━━━━━ ITEMS

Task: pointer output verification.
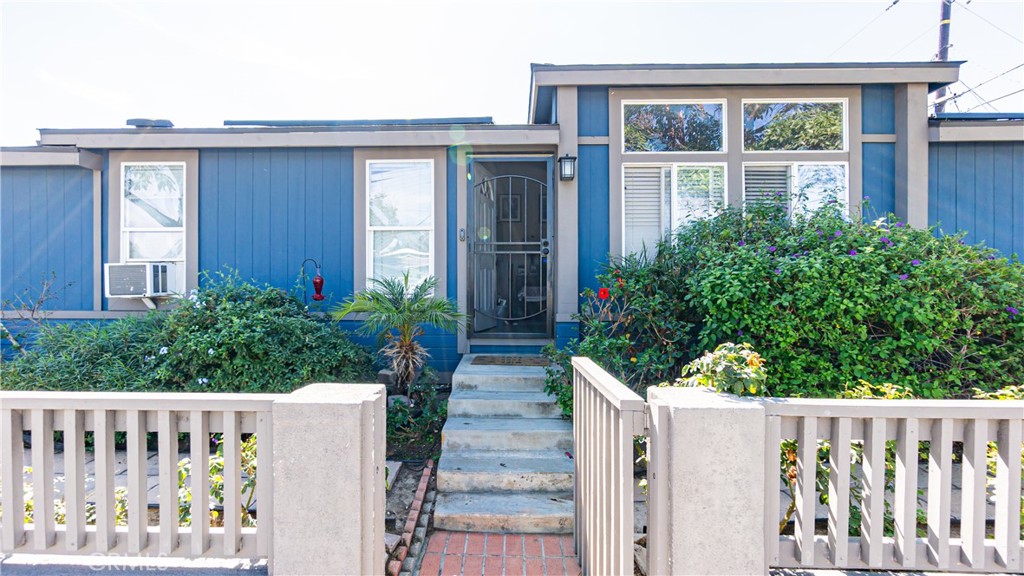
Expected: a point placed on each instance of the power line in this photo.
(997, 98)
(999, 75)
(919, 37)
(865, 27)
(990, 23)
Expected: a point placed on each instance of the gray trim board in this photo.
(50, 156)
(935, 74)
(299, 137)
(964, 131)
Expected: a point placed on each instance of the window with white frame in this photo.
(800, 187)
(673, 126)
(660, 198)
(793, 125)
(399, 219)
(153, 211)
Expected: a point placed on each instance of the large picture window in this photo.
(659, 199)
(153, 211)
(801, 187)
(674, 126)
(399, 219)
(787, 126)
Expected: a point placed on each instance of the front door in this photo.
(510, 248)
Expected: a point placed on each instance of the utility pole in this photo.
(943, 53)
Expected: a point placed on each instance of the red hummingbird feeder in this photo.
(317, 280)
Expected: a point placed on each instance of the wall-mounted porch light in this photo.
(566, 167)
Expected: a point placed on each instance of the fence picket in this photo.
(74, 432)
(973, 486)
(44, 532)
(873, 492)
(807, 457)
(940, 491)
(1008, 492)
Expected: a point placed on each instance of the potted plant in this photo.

━━━━━━━━━━
━━━━━ ITEMS

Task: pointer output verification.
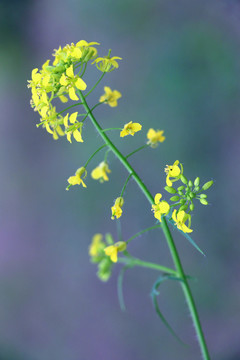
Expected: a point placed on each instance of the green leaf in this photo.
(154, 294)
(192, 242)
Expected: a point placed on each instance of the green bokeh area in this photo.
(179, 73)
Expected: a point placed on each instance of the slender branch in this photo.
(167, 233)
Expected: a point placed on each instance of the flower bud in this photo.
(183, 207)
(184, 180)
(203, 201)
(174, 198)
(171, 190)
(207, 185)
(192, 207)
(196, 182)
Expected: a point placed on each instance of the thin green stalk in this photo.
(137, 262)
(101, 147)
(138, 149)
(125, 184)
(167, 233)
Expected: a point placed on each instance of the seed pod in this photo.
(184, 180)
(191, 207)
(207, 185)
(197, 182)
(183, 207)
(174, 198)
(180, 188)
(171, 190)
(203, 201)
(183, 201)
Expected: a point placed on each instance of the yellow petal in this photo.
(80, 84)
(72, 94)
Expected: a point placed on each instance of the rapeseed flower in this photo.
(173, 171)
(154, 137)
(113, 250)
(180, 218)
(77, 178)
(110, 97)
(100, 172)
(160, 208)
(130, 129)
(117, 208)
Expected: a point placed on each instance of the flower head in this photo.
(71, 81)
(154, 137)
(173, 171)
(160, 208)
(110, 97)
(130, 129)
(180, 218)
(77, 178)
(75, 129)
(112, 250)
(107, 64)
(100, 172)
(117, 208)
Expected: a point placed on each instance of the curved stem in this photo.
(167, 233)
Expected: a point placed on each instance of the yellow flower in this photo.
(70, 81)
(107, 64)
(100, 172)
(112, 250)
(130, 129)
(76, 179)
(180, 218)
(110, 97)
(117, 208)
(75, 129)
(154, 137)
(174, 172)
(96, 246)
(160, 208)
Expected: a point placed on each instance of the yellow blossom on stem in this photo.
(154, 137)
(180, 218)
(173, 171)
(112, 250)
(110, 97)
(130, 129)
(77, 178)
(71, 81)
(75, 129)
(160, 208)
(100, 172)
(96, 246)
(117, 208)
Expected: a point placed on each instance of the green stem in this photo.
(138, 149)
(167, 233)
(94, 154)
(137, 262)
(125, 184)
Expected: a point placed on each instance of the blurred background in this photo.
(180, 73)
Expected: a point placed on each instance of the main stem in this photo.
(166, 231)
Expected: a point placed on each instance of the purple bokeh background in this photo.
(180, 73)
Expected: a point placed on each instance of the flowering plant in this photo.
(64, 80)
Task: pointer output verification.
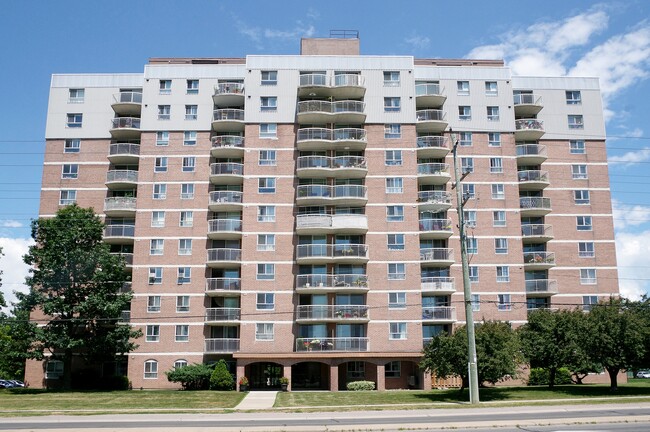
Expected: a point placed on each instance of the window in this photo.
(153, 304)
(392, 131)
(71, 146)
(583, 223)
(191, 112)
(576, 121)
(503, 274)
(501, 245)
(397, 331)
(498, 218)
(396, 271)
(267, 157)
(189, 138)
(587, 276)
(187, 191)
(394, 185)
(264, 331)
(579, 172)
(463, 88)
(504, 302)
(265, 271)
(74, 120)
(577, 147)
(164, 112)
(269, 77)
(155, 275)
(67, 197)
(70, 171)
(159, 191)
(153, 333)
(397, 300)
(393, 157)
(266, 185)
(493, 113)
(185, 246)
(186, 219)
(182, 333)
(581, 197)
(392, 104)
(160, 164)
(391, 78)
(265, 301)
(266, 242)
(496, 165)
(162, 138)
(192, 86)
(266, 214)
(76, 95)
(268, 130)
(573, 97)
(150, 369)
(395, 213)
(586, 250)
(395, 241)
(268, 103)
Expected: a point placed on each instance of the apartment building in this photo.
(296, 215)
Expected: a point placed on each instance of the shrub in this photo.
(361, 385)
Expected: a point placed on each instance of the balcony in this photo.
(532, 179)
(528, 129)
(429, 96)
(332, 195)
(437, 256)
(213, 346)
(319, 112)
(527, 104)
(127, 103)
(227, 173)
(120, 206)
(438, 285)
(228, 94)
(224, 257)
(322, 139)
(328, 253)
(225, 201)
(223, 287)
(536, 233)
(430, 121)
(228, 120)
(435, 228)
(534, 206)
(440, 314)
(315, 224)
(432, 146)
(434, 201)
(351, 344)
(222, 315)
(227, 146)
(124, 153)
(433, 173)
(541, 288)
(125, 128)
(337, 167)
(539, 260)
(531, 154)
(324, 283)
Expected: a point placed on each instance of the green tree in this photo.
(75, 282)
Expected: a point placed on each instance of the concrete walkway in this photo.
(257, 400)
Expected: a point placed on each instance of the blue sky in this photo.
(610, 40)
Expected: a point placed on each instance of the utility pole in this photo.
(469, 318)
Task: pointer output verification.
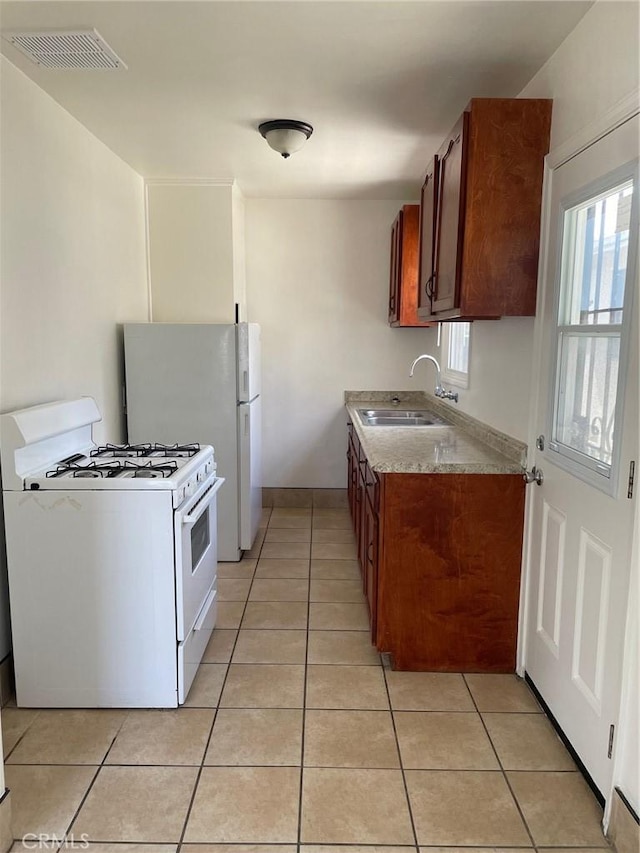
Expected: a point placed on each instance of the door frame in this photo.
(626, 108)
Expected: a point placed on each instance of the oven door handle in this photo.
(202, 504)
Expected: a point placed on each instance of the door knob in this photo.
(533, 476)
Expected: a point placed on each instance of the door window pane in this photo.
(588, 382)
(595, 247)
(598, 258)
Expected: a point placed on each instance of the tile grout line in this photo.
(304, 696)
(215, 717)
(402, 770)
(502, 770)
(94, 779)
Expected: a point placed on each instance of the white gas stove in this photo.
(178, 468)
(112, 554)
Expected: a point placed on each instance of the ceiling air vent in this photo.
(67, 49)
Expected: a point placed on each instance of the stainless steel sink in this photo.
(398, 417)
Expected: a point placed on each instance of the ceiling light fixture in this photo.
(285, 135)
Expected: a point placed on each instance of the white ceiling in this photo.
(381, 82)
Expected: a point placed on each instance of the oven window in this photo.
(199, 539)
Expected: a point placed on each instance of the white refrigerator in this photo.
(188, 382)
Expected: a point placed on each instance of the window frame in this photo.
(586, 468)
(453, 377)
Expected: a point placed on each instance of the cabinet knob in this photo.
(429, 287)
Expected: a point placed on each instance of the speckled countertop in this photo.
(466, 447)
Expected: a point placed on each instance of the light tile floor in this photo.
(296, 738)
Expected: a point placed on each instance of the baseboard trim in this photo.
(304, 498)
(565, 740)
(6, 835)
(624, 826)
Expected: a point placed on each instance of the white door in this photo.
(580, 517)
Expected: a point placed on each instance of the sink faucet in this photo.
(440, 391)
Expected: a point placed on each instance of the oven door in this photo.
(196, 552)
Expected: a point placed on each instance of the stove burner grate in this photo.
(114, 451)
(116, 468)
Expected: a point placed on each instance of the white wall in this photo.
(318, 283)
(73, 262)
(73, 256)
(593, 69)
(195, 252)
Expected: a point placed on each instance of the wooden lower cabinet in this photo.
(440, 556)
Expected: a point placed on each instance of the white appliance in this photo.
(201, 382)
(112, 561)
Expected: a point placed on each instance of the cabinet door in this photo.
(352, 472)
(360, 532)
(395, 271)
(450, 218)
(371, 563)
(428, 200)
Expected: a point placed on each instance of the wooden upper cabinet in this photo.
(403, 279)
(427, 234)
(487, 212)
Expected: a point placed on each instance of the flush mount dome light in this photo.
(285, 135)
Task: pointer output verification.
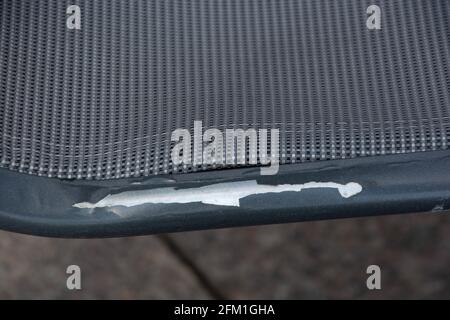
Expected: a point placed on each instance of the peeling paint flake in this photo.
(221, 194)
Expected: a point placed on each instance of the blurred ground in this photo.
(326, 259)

━━━━━━━━━━

# DIRECTIONS FOR THIS TASK:
In the material, take the part that opens with the line containing "Expected: a point placed on each instance of the front" and closes with the line containing "Expected: a point placed on each instance of the potted", and switch "fence picket" to "fence post". Reproduce only those lines, with nothing else altered.

# CORRECT RESPONSE:
Expected: a point placed on each instance of the front door in this photo.
(510, 248)
Expected: a point placed on each instance of the utility pole in this photo.
(943, 53)
Expected: a point placed on each instance of the red hummingbird feeder in this photo.
(317, 280)
Expected: a point placed on each instance of the wall-mounted porch light in this photo.
(566, 167)
Expected: a point placed on each instance of the fence post in this photo.
(74, 432)
(973, 486)
(44, 532)
(873, 492)
(807, 457)
(940, 491)
(1008, 492)
Expected: a point placed on each instance of the potted plant in this photo.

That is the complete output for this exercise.